TEXT SEGMENT ▸
>>
Fraser said she and her husband are diligent about locking their home and vehicles and unplugging appliances they aren’t using like the coffee maker.
“We’re the kind that stand at the window and double click (the vehicle remote) to make sure we locked it,” she said.
Okotoks RCMP Sgt. Donna Rorison said in the last 90 days 31 vehicles were reported stolen in Okotoks, and about triple that number reported stolen from other communities and recovered in Okotoks.
“One in every three days in this community is high,” she said.
Not all of the vehicles stolen have been found, she said.
“The longer it is gone the less likely it is we are going to locate it,” she said. “Those turn out to be ditched in an obscure spot or they are stripped down for parts.”
Rorison said the RCMP would like to remind Okotoks residents to lock their vehicles and hide valuables.
“If (the criminals) don’t have a means to get into your vehicle without breaking glass they are probably going to go down the street and get another,” she said. “I know this stuff sounds basic but people forget about it.”
Another preventative measure is to inform neighbours if you plan to be away for an extended period of time and to report any suspicious behavior, she said.
<<
STUDY QUESTIONS ▸
• A. In the Okotoks car theft article, how many vehicles were reported stolen in Okotoks in the last 90 days?
• B. Do these statements agree with the Okotoks car theft article? Answer yes or no for each and quote the deciding words. (i) Fraser and her husband unplug the coffee maker when they aren't using it. (ii) Every stolen vehicle has been found. (iii) Rorison said criminals who can't get into a vehicle without breaking glass will probably move on to another one.
• C. From the Okotoks car theft article, copy the passage between "Okotoks RCMP Sgt." and "found, she said.", inclusive.
The data after this point is separate material, unrelated to the Okotoks car theft article.

Text-to-region grounding data ▸
>>
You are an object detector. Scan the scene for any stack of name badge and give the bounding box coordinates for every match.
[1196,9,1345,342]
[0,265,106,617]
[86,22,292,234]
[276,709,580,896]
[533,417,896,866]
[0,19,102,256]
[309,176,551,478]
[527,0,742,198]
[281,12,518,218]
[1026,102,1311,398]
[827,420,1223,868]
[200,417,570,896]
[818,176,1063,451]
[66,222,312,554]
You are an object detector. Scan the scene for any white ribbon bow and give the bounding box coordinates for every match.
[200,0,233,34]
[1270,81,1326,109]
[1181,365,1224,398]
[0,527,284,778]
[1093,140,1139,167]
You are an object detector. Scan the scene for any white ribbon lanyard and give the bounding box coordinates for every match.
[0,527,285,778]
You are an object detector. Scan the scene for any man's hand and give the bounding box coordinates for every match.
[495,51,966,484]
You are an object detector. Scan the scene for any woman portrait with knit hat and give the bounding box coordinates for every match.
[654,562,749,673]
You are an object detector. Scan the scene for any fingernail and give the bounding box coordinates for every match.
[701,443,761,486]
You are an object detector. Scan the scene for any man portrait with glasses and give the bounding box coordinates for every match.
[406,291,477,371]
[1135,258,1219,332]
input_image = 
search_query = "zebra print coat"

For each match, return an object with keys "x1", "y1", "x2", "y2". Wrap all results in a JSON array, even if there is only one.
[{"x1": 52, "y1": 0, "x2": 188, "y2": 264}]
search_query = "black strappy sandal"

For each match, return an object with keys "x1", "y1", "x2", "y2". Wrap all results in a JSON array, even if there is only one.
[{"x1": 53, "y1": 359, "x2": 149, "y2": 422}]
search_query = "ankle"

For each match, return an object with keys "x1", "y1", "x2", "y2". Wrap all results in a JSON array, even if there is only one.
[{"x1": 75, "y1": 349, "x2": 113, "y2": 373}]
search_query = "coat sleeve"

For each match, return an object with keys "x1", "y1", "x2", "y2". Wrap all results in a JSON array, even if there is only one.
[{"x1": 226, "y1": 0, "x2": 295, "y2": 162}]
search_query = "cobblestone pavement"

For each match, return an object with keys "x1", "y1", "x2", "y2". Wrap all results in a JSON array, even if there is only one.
<<
PER-TASK ANSWERS ▸
• A. 31 vehicles.

• B.
(i) Yes: "unplugging appliances they aren’t using like the coffee maker"
(ii) No: "Not all of the vehicles stolen have been found"
(iii) Yes: "If (the criminals) don’t have a means to get into your vehicle without breaking glass they are probably going to go down the street and get another"

• C.
Okotoks RCMP Sgt. Donna Rorison said in the last 90 days 31 vehicles were reported stolen in Okotoks, and about triple that number reported stolen from other communities and recovered in Okotoks.
“One in every three days in this community is high,” she said.
Not all of the vehicles stolen have been found, she said.